__Provided data__.
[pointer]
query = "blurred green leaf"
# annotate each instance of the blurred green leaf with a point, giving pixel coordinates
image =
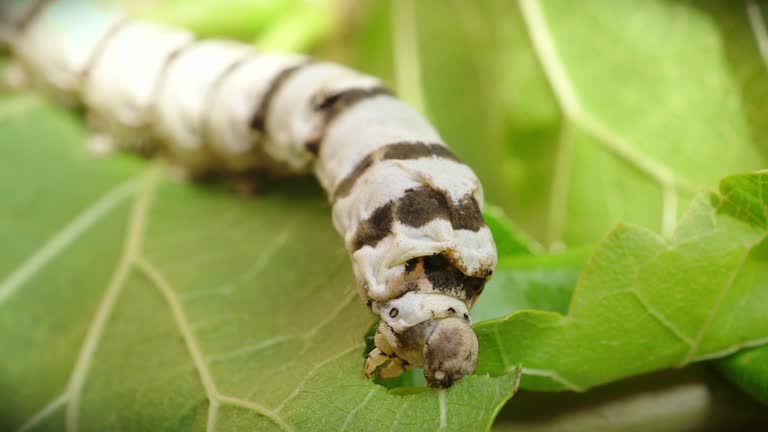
(694, 398)
(580, 115)
(132, 302)
(644, 302)
(749, 369)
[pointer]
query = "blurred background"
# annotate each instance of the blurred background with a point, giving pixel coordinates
(575, 115)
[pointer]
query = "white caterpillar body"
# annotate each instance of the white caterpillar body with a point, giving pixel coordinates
(408, 209)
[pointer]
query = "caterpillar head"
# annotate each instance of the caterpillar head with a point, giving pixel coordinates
(450, 352)
(444, 343)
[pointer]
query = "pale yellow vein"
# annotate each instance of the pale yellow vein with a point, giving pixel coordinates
(131, 249)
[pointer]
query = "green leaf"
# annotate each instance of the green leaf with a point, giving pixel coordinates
(694, 398)
(578, 115)
(644, 302)
(134, 302)
(749, 369)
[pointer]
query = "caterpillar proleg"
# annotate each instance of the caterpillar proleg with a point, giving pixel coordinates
(407, 207)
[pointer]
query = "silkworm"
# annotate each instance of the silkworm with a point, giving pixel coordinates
(408, 209)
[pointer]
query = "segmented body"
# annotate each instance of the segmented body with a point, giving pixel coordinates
(408, 208)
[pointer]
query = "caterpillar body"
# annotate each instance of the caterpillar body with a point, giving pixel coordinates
(407, 207)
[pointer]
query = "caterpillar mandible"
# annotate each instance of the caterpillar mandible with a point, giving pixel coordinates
(408, 209)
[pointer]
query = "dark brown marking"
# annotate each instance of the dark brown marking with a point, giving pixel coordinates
(259, 119)
(467, 215)
(345, 186)
(372, 230)
(212, 91)
(395, 151)
(333, 104)
(163, 75)
(446, 278)
(411, 265)
(417, 207)
(422, 205)
(416, 150)
(32, 13)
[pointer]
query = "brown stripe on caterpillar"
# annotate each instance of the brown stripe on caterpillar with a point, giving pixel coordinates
(101, 46)
(206, 120)
(416, 208)
(333, 104)
(443, 277)
(395, 151)
(259, 119)
(446, 278)
(372, 230)
(163, 75)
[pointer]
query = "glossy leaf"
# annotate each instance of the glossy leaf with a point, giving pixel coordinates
(129, 301)
(645, 302)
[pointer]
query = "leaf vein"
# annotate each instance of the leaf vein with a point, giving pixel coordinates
(65, 237)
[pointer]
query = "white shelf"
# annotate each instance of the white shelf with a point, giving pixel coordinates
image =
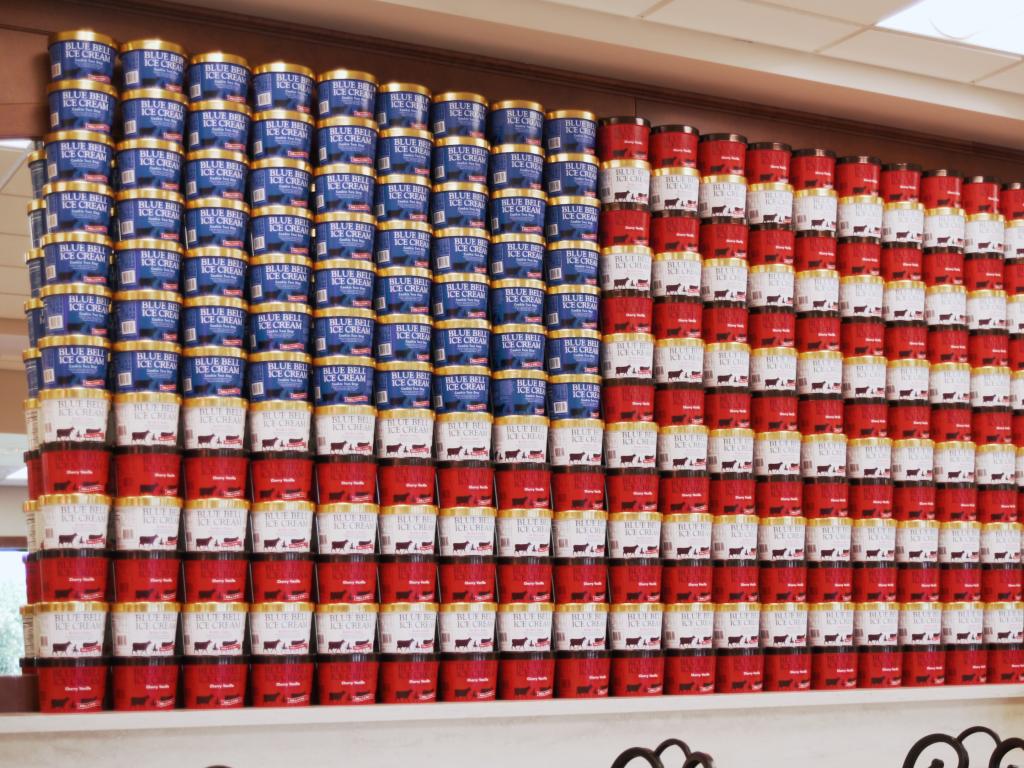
(262, 718)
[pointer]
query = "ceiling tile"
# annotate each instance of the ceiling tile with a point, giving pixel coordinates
(920, 55)
(619, 7)
(1009, 80)
(862, 11)
(748, 20)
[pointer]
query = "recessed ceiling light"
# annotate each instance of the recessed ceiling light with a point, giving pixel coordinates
(997, 25)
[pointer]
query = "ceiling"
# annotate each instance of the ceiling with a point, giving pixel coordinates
(822, 56)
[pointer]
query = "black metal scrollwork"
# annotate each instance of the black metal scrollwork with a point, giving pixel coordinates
(922, 744)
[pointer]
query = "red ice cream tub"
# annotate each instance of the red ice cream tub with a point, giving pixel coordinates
(281, 477)
(286, 577)
(834, 669)
(523, 580)
(73, 574)
(635, 581)
(147, 471)
(578, 489)
(343, 481)
(406, 579)
(349, 679)
(523, 486)
(879, 668)
(468, 677)
(689, 672)
(738, 672)
(686, 581)
(214, 682)
(637, 673)
(215, 473)
(406, 482)
(782, 582)
(525, 676)
(346, 579)
(679, 406)
(465, 484)
(632, 491)
(281, 681)
(408, 678)
(580, 581)
(71, 685)
(466, 580)
(786, 670)
(778, 497)
(583, 674)
(143, 577)
(74, 468)
(144, 684)
(674, 230)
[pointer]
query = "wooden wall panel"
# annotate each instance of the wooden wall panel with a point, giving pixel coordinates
(24, 27)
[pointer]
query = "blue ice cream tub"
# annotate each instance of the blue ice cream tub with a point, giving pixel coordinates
(458, 114)
(401, 291)
(402, 244)
(280, 278)
(345, 93)
(460, 159)
(77, 207)
(279, 376)
(82, 54)
(401, 385)
(461, 343)
(459, 296)
(77, 309)
(154, 64)
(515, 122)
(81, 105)
(570, 131)
(343, 188)
(280, 229)
(518, 347)
(76, 257)
(281, 133)
(150, 214)
(150, 163)
(343, 381)
(214, 321)
(281, 85)
(460, 250)
(344, 283)
(280, 182)
(346, 140)
(218, 125)
(344, 236)
(218, 76)
(342, 331)
(402, 105)
(71, 361)
(402, 338)
(215, 222)
(216, 372)
(517, 256)
(79, 156)
(146, 315)
(215, 173)
(153, 113)
(145, 367)
(279, 328)
(516, 167)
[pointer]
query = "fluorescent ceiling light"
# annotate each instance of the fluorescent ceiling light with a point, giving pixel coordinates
(997, 25)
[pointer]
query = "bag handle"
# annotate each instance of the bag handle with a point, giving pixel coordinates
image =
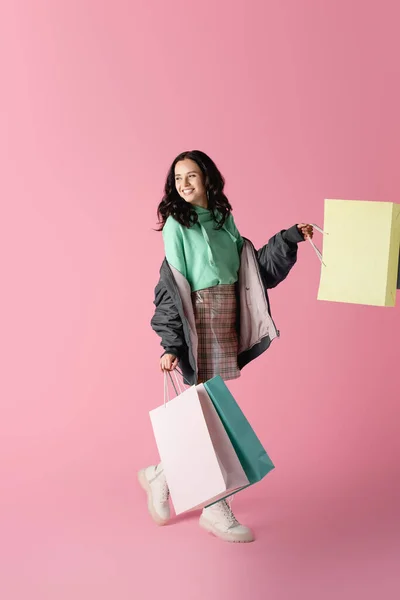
(317, 251)
(178, 388)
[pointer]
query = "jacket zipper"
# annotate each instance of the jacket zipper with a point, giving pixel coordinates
(278, 333)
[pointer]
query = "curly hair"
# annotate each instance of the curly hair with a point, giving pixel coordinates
(173, 205)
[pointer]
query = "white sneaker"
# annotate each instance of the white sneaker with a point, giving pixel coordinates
(219, 520)
(155, 485)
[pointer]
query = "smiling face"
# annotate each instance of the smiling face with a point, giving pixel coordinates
(189, 182)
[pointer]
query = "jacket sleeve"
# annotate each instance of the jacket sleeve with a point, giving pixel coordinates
(166, 322)
(279, 256)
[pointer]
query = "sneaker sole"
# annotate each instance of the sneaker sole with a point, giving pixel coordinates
(238, 538)
(145, 485)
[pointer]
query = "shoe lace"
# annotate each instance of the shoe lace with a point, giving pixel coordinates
(164, 488)
(164, 492)
(227, 512)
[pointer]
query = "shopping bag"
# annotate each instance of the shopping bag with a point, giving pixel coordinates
(198, 458)
(253, 457)
(360, 252)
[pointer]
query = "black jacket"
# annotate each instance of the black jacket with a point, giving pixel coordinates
(260, 270)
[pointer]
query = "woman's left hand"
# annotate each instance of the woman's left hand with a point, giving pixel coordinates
(306, 230)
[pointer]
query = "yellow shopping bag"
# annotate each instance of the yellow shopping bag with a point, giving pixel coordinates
(361, 252)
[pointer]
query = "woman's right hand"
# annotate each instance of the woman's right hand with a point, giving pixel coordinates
(168, 362)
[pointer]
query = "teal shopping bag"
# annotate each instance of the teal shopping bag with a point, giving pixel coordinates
(254, 459)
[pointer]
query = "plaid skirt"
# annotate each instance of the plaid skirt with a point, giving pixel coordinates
(216, 314)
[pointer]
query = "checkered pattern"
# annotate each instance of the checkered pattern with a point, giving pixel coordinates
(216, 312)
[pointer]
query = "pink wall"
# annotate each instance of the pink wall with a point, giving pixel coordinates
(296, 100)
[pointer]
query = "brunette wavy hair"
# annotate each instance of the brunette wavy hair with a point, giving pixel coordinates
(173, 205)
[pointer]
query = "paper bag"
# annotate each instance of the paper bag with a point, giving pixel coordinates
(360, 252)
(198, 458)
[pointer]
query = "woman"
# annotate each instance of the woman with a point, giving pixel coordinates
(212, 309)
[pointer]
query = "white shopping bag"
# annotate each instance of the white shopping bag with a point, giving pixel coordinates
(198, 458)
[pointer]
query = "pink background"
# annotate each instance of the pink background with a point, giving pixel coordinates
(296, 100)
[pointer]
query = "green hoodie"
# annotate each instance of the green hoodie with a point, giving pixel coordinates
(206, 256)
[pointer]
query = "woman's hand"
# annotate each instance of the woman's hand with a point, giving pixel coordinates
(306, 230)
(168, 362)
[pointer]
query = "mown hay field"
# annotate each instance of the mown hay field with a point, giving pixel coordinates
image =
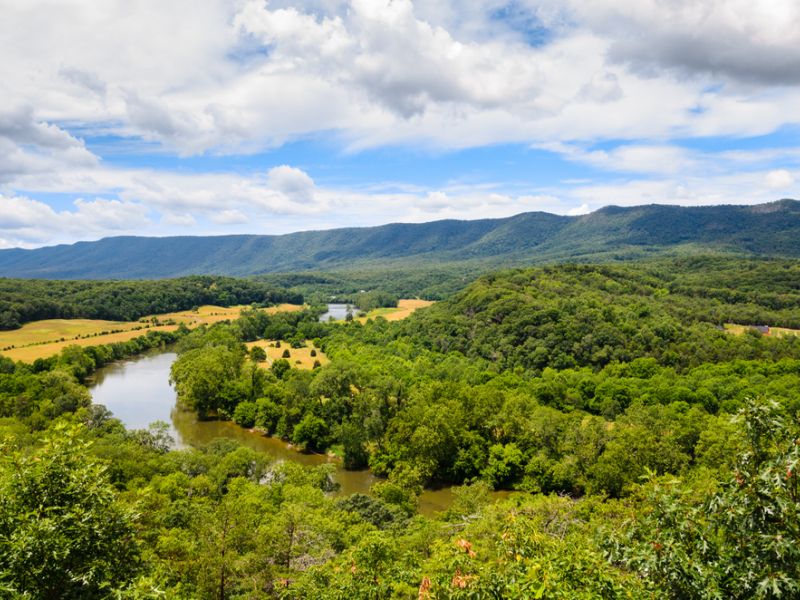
(299, 358)
(41, 339)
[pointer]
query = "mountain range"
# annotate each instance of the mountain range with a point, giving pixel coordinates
(611, 233)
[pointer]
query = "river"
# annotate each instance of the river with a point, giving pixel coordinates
(137, 391)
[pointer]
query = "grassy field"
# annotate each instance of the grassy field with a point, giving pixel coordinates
(773, 331)
(50, 330)
(300, 358)
(214, 314)
(404, 309)
(31, 353)
(40, 339)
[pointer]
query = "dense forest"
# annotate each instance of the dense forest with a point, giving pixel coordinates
(650, 452)
(24, 300)
(612, 233)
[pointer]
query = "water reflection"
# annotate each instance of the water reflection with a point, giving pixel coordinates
(337, 312)
(138, 392)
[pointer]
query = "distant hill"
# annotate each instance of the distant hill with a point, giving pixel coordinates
(611, 233)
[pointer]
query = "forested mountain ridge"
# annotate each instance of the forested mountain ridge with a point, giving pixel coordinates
(612, 233)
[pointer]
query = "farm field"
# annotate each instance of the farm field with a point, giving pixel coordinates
(31, 353)
(773, 331)
(209, 314)
(404, 309)
(41, 339)
(300, 358)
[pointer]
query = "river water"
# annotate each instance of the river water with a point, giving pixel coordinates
(138, 392)
(337, 312)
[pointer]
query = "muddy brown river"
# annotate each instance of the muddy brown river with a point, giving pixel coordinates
(138, 392)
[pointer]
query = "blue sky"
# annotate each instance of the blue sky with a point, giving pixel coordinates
(247, 116)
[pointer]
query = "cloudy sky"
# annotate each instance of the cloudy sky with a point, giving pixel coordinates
(194, 117)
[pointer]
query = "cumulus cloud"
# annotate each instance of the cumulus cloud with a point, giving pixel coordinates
(610, 85)
(25, 221)
(292, 182)
(753, 41)
(779, 179)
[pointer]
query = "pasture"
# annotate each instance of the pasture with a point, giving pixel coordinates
(300, 358)
(41, 339)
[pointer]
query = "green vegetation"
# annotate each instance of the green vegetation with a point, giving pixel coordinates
(612, 234)
(651, 453)
(24, 300)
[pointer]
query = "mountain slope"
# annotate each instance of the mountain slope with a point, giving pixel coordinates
(769, 229)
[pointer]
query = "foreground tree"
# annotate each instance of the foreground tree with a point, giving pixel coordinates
(62, 532)
(739, 541)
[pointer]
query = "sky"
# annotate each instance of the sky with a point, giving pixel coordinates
(209, 117)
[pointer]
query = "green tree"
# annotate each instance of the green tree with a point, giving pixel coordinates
(63, 533)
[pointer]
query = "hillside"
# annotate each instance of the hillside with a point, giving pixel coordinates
(610, 233)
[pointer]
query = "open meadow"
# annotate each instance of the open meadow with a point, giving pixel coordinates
(299, 358)
(41, 339)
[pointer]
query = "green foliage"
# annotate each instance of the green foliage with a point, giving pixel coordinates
(24, 300)
(63, 532)
(449, 248)
(258, 354)
(739, 541)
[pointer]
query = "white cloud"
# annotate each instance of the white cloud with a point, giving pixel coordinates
(229, 217)
(294, 183)
(220, 77)
(779, 179)
(25, 221)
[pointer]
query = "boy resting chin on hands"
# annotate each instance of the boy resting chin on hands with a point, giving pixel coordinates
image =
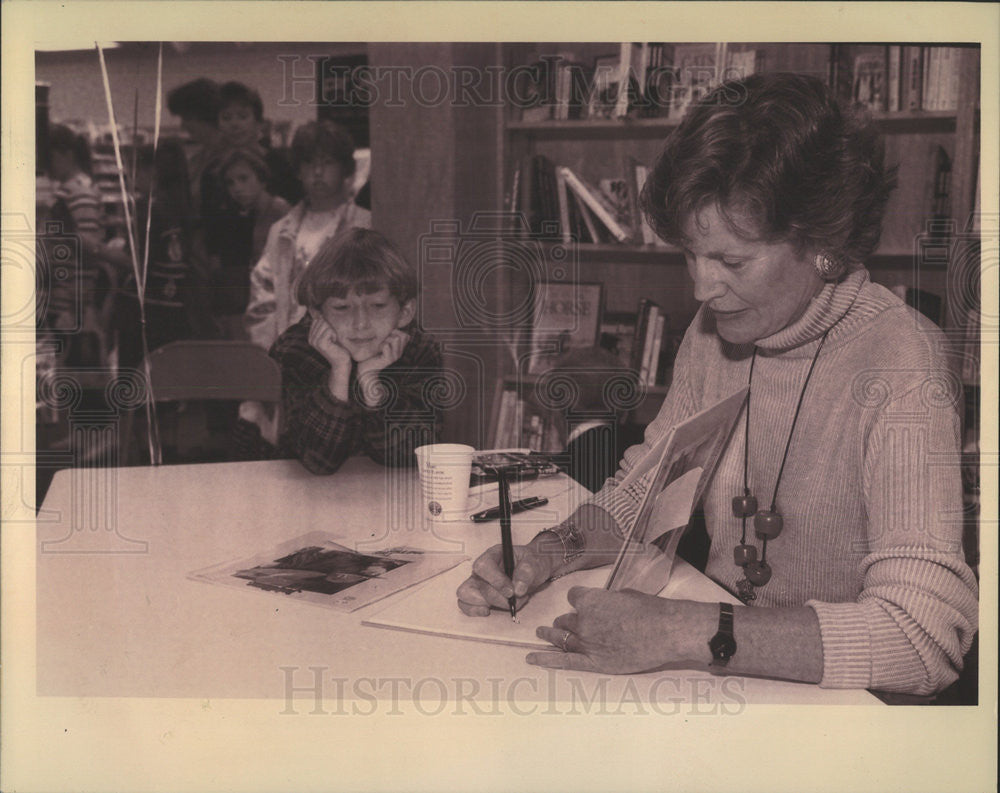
(356, 366)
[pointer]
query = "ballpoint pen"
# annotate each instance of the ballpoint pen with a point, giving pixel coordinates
(506, 541)
(518, 506)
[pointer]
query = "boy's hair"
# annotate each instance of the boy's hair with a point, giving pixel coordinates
(250, 157)
(234, 93)
(323, 138)
(358, 260)
(198, 99)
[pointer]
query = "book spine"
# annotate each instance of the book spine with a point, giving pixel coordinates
(624, 67)
(564, 227)
(654, 360)
(648, 343)
(952, 77)
(639, 338)
(595, 206)
(913, 64)
(895, 68)
(587, 218)
(929, 78)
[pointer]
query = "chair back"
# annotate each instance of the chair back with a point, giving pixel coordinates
(198, 369)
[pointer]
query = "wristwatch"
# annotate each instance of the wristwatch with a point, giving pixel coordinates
(723, 644)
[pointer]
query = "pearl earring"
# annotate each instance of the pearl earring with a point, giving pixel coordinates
(829, 269)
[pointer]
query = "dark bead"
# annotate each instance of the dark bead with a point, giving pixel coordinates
(744, 506)
(767, 524)
(758, 573)
(744, 554)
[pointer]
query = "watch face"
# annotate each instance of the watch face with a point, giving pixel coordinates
(723, 646)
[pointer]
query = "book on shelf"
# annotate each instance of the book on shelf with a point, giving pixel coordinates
(654, 356)
(868, 81)
(740, 64)
(522, 424)
(911, 93)
(894, 69)
(592, 235)
(643, 233)
(617, 335)
(564, 226)
(596, 203)
(696, 72)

__Aim of the exercise__. For the word "handle", count the lines of the data that contain it and state only that count.

__Answer below__. 2